# Craftsman Dozer Blade Lift Handle Won't Lock in Up Position



## thorng01 (Jan 18, 2016)

Howdy....just bought a 2008 Craftsman 54" Garden Tractor from a neighbor with a 48" GT Dozer Blade. I had to replace some parts from Sears and got it all connected. When I push down on the Lift Handle on the right, it raises the blade off the ground about 4 inches but won't lock in the Up position like the manual says it should. The Owner's Manual for the blade and all the installation instructions within don't help explain what might be wrong. Any help would be greatly appreciated.


----------



## HarveyW (Sep 15, 2014)

Hello thorng01,

Good to have you visit the tractor forum.

I looked at a Sears parts diagram for 48" GT dozer blade, model #48624414. Is this the model you are asking about?
● ● ●
Actions to take:
1 - In the dozer blade thread, how far off the ground does the blade rise when the lift handle is pushed down?
2 - Write the next part of the dozer blade thread, picking up after its final sentence.

Stored data:
● ● ●
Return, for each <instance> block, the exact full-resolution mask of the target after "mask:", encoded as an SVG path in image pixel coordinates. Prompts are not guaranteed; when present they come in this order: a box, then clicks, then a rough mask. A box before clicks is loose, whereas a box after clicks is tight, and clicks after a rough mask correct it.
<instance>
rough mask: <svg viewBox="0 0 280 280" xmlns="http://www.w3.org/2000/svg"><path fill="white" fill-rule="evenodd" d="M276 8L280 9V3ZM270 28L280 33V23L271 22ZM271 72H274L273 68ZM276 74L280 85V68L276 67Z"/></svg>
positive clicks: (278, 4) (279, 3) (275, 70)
● ● ●
Answers to this exercise:
1 - About 4 inches.

2 -
There is a lift bracket, item #80 on internet diagram. P/N 24298. It has a catch that may be broken off. Take a look at yours.

It appears to me that the lift rod, item #42 on diagram, P/N 49819, fits into this bracket.

If the bracket is not broken, study the lift rod action to determine why it doesn't latch in.


----------



## thorng01 (Jan 18, 2016)

Thanks Harvey......I've been away for a couple weeks. Checking it out this weekend and will let you know.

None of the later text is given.